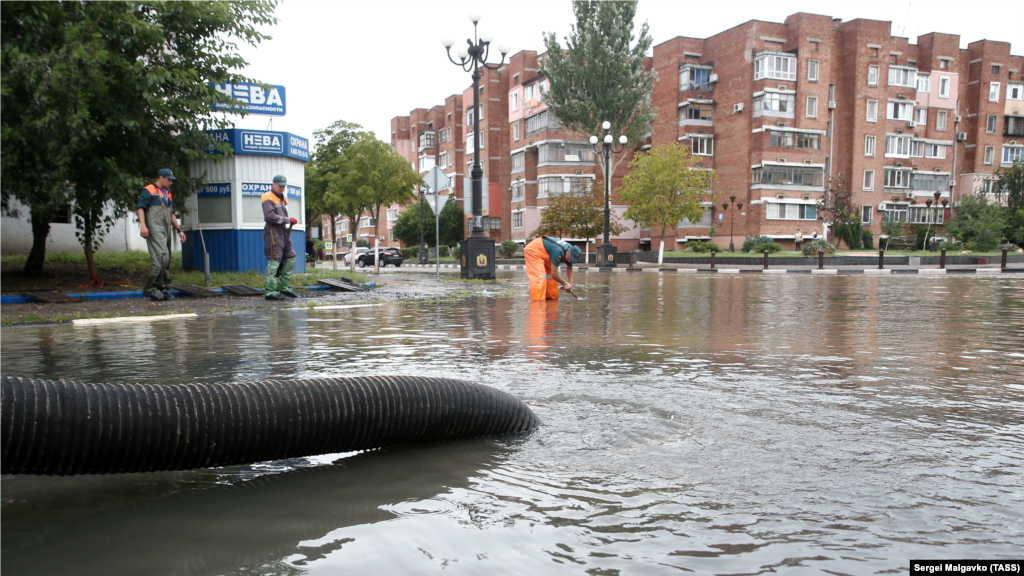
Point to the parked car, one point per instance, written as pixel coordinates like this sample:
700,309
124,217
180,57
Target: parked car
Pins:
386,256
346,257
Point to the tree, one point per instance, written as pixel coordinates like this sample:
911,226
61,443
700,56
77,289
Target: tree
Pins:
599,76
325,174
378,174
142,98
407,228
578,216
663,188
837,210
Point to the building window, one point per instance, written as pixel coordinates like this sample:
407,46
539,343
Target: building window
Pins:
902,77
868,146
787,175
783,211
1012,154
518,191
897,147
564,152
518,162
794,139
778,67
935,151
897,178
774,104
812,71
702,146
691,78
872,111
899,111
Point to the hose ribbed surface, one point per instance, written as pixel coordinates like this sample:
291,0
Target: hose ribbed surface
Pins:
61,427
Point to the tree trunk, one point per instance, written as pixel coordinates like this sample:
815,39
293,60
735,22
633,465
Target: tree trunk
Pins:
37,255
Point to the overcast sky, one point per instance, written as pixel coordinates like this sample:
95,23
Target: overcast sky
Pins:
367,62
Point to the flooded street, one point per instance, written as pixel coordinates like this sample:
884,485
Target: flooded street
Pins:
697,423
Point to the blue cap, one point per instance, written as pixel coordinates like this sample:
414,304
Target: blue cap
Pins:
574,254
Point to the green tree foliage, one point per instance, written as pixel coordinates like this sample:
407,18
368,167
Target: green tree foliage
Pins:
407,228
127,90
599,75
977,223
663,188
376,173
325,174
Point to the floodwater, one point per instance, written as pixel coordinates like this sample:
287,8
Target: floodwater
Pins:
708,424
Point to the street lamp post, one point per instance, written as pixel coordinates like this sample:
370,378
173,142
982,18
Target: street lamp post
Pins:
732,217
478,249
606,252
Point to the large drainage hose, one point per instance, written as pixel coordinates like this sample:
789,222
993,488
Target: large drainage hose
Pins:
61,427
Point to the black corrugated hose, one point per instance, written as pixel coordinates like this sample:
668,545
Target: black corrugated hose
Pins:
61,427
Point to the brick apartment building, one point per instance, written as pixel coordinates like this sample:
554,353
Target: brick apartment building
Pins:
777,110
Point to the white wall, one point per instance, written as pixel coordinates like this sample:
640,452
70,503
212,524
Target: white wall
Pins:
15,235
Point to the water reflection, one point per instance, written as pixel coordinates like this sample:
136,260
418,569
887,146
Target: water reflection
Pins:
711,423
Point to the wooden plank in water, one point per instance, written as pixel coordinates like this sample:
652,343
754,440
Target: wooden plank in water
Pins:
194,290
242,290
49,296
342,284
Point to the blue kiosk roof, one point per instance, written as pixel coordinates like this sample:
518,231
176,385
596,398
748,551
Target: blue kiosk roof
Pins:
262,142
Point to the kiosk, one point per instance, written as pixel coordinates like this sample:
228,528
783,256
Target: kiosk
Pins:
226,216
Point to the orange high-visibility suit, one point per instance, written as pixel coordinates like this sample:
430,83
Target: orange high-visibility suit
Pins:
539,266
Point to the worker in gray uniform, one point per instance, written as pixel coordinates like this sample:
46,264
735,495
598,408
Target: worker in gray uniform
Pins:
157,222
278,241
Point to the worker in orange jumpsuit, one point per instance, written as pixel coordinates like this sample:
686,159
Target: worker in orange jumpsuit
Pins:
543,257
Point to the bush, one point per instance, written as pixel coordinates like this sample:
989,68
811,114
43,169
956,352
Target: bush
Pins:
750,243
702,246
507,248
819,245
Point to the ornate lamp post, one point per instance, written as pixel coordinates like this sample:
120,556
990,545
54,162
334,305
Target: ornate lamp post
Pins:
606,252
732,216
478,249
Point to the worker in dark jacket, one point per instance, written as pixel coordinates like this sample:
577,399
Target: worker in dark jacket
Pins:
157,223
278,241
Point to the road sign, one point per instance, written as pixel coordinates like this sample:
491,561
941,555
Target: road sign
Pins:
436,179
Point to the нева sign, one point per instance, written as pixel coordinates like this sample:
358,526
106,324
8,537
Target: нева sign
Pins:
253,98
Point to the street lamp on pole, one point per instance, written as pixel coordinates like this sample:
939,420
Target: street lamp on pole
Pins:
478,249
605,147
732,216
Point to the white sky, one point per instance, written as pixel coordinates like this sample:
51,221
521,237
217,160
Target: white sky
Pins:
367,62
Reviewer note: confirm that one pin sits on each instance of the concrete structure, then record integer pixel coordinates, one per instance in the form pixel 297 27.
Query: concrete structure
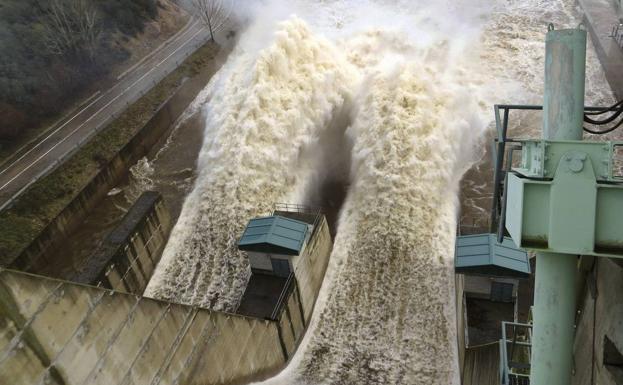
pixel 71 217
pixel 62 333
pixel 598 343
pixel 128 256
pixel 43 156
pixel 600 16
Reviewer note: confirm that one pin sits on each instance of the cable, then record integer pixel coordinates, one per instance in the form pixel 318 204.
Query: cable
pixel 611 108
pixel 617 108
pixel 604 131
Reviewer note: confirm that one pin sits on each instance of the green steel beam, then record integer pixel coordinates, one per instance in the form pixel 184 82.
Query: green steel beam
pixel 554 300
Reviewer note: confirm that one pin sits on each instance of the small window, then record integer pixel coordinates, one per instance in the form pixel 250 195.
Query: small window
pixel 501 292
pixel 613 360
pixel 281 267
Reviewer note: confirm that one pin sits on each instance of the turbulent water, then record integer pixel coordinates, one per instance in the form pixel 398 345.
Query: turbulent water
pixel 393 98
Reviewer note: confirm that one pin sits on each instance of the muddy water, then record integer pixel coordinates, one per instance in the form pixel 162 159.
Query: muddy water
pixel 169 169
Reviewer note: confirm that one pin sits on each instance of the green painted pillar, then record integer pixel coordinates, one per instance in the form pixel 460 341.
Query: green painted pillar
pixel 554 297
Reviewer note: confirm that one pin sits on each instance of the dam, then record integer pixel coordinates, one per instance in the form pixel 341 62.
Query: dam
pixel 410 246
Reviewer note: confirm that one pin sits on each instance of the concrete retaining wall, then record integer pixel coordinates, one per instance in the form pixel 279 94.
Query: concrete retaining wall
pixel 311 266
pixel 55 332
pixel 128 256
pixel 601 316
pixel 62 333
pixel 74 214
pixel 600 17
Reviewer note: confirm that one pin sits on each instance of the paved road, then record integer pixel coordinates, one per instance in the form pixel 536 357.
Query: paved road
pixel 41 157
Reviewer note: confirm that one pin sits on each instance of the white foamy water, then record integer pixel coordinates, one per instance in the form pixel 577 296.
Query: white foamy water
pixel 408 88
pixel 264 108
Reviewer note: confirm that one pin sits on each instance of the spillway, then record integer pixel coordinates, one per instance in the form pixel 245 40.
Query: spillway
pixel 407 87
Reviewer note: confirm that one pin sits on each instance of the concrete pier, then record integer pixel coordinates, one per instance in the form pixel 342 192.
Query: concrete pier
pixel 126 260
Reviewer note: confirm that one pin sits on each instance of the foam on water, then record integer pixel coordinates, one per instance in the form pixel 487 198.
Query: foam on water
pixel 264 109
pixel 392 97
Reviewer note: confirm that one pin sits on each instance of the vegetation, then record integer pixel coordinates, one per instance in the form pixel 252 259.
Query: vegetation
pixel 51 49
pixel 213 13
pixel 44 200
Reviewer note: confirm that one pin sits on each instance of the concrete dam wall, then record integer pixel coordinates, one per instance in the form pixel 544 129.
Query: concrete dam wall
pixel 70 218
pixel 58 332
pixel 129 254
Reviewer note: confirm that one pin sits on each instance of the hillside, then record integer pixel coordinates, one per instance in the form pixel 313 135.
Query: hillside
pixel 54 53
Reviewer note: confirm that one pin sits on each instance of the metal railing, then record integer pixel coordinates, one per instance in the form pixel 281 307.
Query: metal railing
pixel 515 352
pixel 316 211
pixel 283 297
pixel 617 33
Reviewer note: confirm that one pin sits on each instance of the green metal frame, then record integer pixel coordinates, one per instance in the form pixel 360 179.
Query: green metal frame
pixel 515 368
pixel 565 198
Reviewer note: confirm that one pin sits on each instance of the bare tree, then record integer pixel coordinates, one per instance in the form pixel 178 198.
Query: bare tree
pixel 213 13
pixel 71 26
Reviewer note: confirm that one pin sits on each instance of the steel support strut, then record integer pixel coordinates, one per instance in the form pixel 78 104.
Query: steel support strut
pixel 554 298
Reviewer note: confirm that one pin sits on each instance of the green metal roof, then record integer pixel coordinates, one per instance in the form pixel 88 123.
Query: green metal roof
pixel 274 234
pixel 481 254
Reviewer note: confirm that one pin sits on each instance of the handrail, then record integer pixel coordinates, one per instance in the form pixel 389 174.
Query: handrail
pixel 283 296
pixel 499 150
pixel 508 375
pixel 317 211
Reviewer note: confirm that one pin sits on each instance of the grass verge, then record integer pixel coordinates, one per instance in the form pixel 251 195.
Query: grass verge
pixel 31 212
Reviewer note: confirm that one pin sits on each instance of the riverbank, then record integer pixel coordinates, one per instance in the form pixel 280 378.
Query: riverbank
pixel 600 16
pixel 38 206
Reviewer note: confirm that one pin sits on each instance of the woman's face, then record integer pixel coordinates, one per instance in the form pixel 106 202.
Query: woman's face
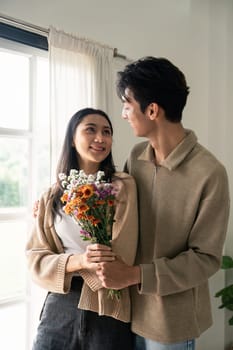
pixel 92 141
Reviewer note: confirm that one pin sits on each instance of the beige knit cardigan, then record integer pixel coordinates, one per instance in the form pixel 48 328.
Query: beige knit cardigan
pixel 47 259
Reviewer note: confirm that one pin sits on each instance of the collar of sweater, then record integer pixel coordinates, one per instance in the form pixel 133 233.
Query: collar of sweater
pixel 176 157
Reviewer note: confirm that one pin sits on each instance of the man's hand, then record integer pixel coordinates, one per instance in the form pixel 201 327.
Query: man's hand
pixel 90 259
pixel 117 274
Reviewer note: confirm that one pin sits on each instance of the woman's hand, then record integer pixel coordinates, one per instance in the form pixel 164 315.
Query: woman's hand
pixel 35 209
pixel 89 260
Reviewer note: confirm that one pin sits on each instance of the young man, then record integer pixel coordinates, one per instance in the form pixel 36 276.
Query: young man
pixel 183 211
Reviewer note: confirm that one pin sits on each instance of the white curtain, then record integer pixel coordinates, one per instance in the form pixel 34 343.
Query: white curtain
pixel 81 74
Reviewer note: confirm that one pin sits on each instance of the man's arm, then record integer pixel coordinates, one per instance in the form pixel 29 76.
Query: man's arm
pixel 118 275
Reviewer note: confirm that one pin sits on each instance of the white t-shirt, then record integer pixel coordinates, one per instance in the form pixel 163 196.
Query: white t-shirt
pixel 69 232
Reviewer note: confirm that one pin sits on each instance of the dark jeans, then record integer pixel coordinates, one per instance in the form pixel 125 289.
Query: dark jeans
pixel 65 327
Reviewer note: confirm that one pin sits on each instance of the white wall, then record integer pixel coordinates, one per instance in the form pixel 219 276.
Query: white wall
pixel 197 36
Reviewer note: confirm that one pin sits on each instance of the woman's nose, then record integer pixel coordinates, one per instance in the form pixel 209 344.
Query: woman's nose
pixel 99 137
▬▬▬
* [EXERCISE REQUIREMENTS]: Recast everything from the line containing "pixel 360 179." down to the line containing "pixel 317 211", both of those lines included, as a numbered list, leaving out any blank lines.

* [RESULT FOR THIS EXERCISE]:
1. Reviewer note: confirm that one pin sits on each instance of the green metal frame, then record integer pixel coordinates, one per instance in the form pixel 360 179.
2. Query: green metal frame
3. pixel 515 368
4. pixel 565 198
5. Reviewer note: confirm that one pin sits on each instance of the bare tree, then record integer pixel coordinates, one per instance in the form pixel 178 198.
6. Query: bare tree
7. pixel 213 13
8. pixel 71 26
9. Reviewer note: confirm that one pin sits on each instance of the steel support strut, then record integer pixel coordinates, one per instance in the form pixel 78 104.
10. Query: steel support strut
11. pixel 554 298
12. Reviewer note: confirm that one pin sits on each instance of the green metal roof, then record integer pixel coordinates, one per instance in the form pixel 88 123.
13. Query: green metal roof
14. pixel 274 234
15. pixel 481 254
16. Reviewer note: confirm that one pin sits on each instance of the handrail, then record integer pixel coordinates, one per instance in the form pixel 389 174.
17. Query: handrail
18. pixel 283 296
19. pixel 499 150
20. pixel 508 375
21. pixel 317 211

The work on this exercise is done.